▶ To be done
Starting from the line that contains "Pinpoint man holding", reproduce each line exactly through the end of the material, and include no other lines.

▶ Data provided
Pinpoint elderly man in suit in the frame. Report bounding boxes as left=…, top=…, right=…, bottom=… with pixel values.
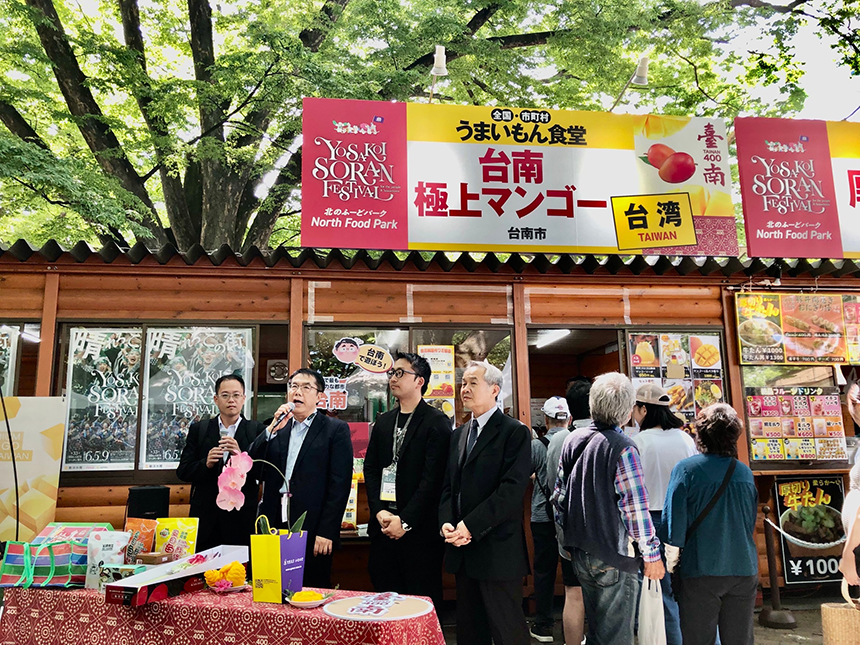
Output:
left=439, top=362, right=531, bottom=645
left=176, top=374, right=265, bottom=551
left=249, top=369, right=352, bottom=589
left=364, top=353, right=451, bottom=611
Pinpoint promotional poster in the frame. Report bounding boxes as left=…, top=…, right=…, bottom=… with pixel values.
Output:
left=140, top=327, right=254, bottom=469
left=63, top=327, right=142, bottom=472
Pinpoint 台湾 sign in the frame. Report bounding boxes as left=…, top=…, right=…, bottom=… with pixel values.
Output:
left=735, top=118, right=860, bottom=258
left=302, top=99, right=737, bottom=255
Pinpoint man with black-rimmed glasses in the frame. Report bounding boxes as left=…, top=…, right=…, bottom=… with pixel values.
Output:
left=364, top=353, right=451, bottom=612
left=248, top=369, right=352, bottom=589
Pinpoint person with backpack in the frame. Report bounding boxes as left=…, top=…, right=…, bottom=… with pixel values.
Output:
left=529, top=396, right=570, bottom=643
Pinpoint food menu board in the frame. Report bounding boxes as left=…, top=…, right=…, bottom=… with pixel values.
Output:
left=745, top=387, right=847, bottom=461
left=627, top=331, right=725, bottom=420
left=736, top=293, right=860, bottom=365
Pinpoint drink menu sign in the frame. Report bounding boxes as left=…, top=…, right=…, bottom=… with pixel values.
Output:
left=745, top=387, right=847, bottom=462
left=735, top=118, right=860, bottom=258
left=302, top=98, right=738, bottom=256
left=627, top=331, right=725, bottom=420
left=736, top=293, right=848, bottom=365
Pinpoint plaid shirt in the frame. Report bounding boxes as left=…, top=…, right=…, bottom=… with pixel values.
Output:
left=615, top=447, right=660, bottom=562
left=552, top=432, right=660, bottom=562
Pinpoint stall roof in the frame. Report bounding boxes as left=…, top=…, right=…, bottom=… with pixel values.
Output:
left=0, top=240, right=860, bottom=278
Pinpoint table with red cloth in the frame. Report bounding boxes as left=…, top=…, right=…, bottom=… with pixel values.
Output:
left=0, top=587, right=445, bottom=645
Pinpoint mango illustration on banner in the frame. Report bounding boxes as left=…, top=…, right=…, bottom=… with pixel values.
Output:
left=355, top=345, right=394, bottom=374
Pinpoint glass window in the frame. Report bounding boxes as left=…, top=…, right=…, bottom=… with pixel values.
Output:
left=412, top=328, right=514, bottom=425
left=306, top=327, right=409, bottom=428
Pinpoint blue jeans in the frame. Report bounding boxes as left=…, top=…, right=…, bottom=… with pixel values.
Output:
left=572, top=549, right=640, bottom=645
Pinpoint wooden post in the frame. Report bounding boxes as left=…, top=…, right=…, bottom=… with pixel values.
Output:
left=36, top=271, right=60, bottom=396
left=289, top=278, right=305, bottom=374
left=513, top=282, right=532, bottom=428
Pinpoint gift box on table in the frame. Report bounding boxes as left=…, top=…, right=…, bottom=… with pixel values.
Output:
left=105, top=546, right=248, bottom=607
left=251, top=514, right=308, bottom=603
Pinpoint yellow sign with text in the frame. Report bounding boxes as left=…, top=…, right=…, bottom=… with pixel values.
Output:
left=612, top=193, right=697, bottom=251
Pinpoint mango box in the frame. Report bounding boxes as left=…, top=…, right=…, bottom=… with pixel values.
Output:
left=105, top=545, right=248, bottom=607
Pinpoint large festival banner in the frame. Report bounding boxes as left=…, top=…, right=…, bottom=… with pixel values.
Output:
left=140, top=327, right=254, bottom=470
left=735, top=118, right=860, bottom=258
left=0, top=325, right=21, bottom=396
left=63, top=327, right=143, bottom=471
left=302, top=98, right=738, bottom=256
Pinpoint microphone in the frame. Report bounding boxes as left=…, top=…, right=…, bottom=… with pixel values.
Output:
left=272, top=401, right=296, bottom=428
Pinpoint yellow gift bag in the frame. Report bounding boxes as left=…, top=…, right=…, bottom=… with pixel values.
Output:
left=251, top=513, right=308, bottom=603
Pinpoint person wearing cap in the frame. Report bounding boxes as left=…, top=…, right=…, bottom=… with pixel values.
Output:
left=633, top=383, right=698, bottom=645
left=529, top=396, right=570, bottom=643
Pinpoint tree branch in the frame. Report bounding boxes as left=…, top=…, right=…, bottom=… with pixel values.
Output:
left=0, top=100, right=51, bottom=152
left=299, top=0, right=349, bottom=52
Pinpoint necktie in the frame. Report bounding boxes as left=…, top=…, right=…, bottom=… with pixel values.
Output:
left=466, top=419, right=478, bottom=457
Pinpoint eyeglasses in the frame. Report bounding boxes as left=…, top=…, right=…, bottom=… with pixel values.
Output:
left=386, top=367, right=418, bottom=379
left=287, top=383, right=319, bottom=394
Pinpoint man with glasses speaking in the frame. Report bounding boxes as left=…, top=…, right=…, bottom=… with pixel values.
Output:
left=364, top=353, right=451, bottom=612
left=248, top=368, right=352, bottom=589
left=176, top=374, right=265, bottom=551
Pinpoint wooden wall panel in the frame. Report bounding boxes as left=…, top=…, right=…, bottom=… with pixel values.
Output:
left=57, top=274, right=290, bottom=322
left=0, top=273, right=45, bottom=320
left=525, top=285, right=723, bottom=326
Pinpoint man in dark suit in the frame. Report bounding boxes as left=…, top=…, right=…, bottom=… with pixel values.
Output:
left=364, top=353, right=451, bottom=612
left=176, top=374, right=265, bottom=551
left=439, top=362, right=531, bottom=645
left=248, top=369, right=352, bottom=589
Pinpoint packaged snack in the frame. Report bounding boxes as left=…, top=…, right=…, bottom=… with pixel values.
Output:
left=155, top=517, right=200, bottom=558
left=84, top=531, right=131, bottom=589
left=125, top=517, right=158, bottom=564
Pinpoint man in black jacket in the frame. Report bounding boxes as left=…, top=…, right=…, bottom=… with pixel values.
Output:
left=439, top=362, right=531, bottom=645
left=248, top=369, right=352, bottom=589
left=176, top=374, right=265, bottom=551
left=364, top=353, right=451, bottom=612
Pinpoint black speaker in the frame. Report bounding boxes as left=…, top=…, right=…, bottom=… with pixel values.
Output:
left=125, top=486, right=170, bottom=520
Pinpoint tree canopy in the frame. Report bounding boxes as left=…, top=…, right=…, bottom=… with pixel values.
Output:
left=0, top=0, right=860, bottom=250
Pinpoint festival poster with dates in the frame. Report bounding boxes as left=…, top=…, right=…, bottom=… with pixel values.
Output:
left=140, top=327, right=254, bottom=469
left=302, top=98, right=738, bottom=256
left=736, top=293, right=858, bottom=365
left=745, top=387, right=847, bottom=462
left=63, top=327, right=143, bottom=472
left=774, top=475, right=845, bottom=584
left=627, top=332, right=725, bottom=421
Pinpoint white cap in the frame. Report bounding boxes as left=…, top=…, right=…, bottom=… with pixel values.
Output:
left=541, top=396, right=570, bottom=419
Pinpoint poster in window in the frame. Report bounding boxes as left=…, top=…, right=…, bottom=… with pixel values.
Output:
left=774, top=474, right=845, bottom=584
left=63, top=327, right=143, bottom=472
left=0, top=325, right=21, bottom=396
left=140, top=327, right=254, bottom=470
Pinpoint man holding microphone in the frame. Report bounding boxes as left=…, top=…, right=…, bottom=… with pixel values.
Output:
left=248, top=368, right=352, bottom=589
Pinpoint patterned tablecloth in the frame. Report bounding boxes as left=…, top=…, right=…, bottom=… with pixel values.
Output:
left=0, top=588, right=445, bottom=645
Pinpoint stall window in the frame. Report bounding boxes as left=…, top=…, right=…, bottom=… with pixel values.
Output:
left=412, top=328, right=514, bottom=425
left=62, top=325, right=254, bottom=472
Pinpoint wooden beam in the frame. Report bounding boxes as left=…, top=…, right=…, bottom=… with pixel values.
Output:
left=36, top=271, right=60, bottom=396
left=289, top=278, right=305, bottom=374
left=513, top=282, right=532, bottom=428
left=723, top=288, right=753, bottom=467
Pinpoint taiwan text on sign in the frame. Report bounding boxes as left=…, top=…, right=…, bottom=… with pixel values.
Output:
left=302, top=99, right=737, bottom=255
left=612, top=193, right=696, bottom=251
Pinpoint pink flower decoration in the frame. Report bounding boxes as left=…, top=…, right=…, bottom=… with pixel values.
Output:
left=227, top=452, right=254, bottom=475
left=215, top=486, right=245, bottom=511
left=218, top=466, right=248, bottom=491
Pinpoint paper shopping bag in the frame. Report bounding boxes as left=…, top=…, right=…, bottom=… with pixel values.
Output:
left=251, top=515, right=308, bottom=603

▶ Output below
Pinpoint man holding microphone in the frame. Report bounding boxes as left=…, top=…, right=…, bottom=… with pixel values.
Output:
left=248, top=368, right=352, bottom=589
Pinpoint patterned tablecloth in the frame. Report bounding boxes as left=…, top=…, right=…, bottom=… with pixel values.
Output:
left=0, top=588, right=445, bottom=645
Pinpoint stall window in the frame. Report bounding boxes as left=…, top=…, right=…, bottom=… with pixel values.
Output:
left=412, top=328, right=514, bottom=425
left=62, top=325, right=254, bottom=472
Pinpoint wooden beam in the frame. Report bounding boxes as left=…, top=…, right=…, bottom=… with pixel values.
Output:
left=36, top=271, right=60, bottom=396
left=289, top=278, right=305, bottom=374
left=513, top=282, right=532, bottom=428
left=723, top=288, right=753, bottom=467
Pinpoint taiwan text on sign in the frame. Report bounding boxes as left=…, top=…, right=…, bottom=… with pixel values.
Output:
left=302, top=99, right=737, bottom=255
left=612, top=193, right=696, bottom=251
Pinpoint pink flower decoration in the frame. Report bounding boxes as left=…, top=…, right=…, bottom=… with pixel values.
Output:
left=227, top=452, right=254, bottom=475
left=215, top=486, right=245, bottom=511
left=218, top=466, right=248, bottom=491
Pinpoint paper shopping bag in the frame. Report bounding boxes as left=…, top=…, right=…, bottom=… with pixel values.
Output:
left=251, top=515, right=308, bottom=603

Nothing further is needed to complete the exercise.